▶ _Page_
⁂

The American Church in Paris (formerly the American Chapel in Paris) was the first American church established outside the United States. It traces its roots back to 1814, and the present church building - located at 65 Quai d'Orsay in the 7th arrondissement of Paris, France - dates to 1931.

History

In 1814, American Protestants started worshiping together in homes around Paris and at the Oratoire du Louvre temple. The first American sanctuary was built in 1857, on rue de Berri.

The American Church in Paris was then, as now, an independent interdenominational fellowship, for all those adhering to the historic Christian tradition as expressed in the Apostles' Creed. It served both the American expat community, and a wide variety of other English-speaking people from different countries and denominational backgrounds.

Today
The American Church, or ACP, continues to minister to many Anglophone Protestants in Paris, with multicultural programming, and a congregation coming from some 40 nations and 35 Christian denominations.

⁂

Data listing
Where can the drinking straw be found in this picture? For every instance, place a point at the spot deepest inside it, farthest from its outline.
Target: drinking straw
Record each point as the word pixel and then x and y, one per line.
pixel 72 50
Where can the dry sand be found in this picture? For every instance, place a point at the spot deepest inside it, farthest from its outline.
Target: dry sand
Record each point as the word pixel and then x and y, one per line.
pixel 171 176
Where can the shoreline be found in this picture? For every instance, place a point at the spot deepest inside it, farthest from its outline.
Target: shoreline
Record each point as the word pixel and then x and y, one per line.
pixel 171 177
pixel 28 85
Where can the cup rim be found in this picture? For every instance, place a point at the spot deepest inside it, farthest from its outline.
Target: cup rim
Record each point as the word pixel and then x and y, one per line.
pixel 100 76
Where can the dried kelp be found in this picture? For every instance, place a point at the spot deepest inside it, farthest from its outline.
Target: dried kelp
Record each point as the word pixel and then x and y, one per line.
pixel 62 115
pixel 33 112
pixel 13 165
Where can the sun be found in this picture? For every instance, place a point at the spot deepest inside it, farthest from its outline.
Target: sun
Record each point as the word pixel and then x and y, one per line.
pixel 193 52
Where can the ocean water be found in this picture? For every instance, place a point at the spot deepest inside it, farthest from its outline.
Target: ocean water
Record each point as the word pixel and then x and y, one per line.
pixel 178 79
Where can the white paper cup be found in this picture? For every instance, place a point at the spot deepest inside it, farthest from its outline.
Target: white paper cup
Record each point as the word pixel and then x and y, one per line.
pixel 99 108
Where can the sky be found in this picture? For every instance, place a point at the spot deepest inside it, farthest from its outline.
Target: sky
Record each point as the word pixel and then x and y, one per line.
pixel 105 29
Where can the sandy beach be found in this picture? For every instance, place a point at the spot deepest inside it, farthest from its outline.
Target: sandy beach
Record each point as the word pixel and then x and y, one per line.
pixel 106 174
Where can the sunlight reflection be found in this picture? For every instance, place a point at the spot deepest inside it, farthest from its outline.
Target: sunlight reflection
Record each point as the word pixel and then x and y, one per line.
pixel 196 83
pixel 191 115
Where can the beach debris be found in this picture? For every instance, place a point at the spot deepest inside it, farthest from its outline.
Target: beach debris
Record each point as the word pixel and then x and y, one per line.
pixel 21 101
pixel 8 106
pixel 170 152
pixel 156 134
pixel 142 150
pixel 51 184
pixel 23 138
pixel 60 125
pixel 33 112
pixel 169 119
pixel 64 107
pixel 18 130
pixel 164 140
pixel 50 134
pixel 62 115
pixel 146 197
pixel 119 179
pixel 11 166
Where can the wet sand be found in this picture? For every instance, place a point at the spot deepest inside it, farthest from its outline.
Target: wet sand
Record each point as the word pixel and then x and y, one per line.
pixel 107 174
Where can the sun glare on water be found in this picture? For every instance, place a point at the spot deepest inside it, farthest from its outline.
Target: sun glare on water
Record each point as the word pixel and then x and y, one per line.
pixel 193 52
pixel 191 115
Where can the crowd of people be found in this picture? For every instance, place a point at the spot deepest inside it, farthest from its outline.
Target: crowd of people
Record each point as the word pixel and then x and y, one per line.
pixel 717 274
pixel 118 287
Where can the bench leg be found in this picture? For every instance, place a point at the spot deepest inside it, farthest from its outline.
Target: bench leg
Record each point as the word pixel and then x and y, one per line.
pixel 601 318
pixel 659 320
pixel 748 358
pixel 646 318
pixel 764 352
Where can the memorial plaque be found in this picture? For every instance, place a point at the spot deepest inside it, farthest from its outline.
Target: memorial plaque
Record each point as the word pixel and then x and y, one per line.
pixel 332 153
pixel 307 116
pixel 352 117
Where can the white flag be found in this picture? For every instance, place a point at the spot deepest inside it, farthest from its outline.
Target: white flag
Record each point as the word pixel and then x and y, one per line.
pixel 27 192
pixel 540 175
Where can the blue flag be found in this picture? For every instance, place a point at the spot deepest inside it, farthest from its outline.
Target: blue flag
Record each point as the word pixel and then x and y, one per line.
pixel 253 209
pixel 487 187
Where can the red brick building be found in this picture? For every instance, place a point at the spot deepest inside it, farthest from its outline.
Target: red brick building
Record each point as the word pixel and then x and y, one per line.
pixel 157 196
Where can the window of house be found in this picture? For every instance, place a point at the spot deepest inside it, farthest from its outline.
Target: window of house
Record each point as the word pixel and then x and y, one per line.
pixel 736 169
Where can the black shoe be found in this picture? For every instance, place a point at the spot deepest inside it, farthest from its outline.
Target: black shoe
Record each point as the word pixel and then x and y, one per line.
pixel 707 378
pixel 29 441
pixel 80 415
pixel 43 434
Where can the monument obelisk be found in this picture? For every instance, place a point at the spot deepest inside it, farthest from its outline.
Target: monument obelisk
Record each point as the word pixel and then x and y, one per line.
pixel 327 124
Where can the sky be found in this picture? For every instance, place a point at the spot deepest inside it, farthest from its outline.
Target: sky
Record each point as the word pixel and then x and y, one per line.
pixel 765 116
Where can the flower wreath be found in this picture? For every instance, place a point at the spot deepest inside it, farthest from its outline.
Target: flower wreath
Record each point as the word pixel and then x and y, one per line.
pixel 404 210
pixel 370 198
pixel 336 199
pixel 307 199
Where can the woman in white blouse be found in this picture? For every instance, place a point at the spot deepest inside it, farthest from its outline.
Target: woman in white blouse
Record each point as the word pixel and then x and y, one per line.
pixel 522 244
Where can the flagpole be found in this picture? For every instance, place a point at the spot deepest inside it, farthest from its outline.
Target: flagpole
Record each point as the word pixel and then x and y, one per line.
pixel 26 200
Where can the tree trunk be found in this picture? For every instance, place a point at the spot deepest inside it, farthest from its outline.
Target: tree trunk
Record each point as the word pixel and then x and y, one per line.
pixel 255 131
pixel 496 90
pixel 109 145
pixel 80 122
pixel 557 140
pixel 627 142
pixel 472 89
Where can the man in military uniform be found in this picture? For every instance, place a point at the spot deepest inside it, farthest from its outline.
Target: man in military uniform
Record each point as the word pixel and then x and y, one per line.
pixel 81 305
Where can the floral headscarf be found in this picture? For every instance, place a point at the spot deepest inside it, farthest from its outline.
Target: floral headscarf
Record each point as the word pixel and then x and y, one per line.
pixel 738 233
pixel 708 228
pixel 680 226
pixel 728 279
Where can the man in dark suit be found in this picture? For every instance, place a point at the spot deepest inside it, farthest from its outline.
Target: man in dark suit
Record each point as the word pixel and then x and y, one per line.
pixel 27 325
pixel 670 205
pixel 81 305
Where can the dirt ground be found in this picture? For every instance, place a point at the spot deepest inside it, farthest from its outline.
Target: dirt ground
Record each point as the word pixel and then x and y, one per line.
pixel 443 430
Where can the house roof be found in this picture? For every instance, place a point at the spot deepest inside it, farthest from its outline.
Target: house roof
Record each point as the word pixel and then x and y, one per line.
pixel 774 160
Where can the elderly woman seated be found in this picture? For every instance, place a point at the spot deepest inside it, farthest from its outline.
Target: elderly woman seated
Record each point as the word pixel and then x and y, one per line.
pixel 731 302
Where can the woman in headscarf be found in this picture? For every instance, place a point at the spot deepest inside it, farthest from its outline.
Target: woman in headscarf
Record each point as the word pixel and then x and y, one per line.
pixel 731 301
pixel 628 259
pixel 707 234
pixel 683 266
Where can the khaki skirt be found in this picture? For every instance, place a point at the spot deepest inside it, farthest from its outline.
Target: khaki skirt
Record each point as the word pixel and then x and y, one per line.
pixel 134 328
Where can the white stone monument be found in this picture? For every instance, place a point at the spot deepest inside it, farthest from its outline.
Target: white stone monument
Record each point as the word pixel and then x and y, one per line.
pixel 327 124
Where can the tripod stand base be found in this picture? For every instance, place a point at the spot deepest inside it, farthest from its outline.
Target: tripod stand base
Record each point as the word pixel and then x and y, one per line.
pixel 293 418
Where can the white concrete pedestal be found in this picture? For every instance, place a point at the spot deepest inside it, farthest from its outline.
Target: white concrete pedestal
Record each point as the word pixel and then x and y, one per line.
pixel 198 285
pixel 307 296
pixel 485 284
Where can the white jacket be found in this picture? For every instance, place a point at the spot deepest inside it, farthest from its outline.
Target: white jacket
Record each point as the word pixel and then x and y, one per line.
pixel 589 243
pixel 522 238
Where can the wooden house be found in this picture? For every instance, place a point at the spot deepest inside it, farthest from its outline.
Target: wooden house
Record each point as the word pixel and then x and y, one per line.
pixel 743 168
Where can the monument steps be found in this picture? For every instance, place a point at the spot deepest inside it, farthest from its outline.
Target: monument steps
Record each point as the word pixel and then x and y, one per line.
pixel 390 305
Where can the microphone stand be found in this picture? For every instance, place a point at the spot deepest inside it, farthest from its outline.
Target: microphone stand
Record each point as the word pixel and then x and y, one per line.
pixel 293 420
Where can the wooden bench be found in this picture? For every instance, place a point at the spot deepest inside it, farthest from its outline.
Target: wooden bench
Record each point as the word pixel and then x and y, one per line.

⁂

▶ _Stated exercise 1_
In the passage on the American Church in Paris, on what street was the first American sanctuary built in 1857?
▶ _Stated exercise 2_
Output the part of the passage on the American Church in Paris starting at "In 1814, American" and ending at "35 Christian denominations.".
▶ _Stated exercise 3_
Write the next part of the passage on the American Church in Paris, picking up after its final sentence.

▶ _Result 1_
Rue de Berri.

▶ _Result 2_
In 1814, American Protestants started worshiping together in homes around Paris and at the Oratoire du Louvre temple. The first American sanctuary was built in 1857, on rue de Berri.

The American Church in Paris was then, as now, an independent interdenominational fellowship, for all those adhering to the historic Christian tradition as expressed in the Apostles' Creed. It served both the American expat community, and a wide variety of other English-speaking people from different countries and denominational backgrounds.

Today
The American Church, or ACP, continues to minister to many Anglophone Protestants in Paris, with multicultural programming, and a congregation coming from some 40 nations and 35 Christian denominations.

▶ _Result 3_
The congregation is led in worship by the senior pastor, associate pastor, youth pastor and a retired guest pastor who handles weddings. Its staff is also diverse in terms of background and denomination. It is run by a church council represented by a committee of ministries namely: Communications, Community Life, Christian Education, Development and Property, Finance and Stewardship, Human Resources, Membership and Evangelism, Mission Outreach, and Worship and Music. The building hosts two bilingual nursery schools, a variety of twelve-step program recovery groups, fitness classes, kung fu, basketball leagues, a free concert series, and an ad board for housing and job opportunities. Many more community-based services are housed in the church building.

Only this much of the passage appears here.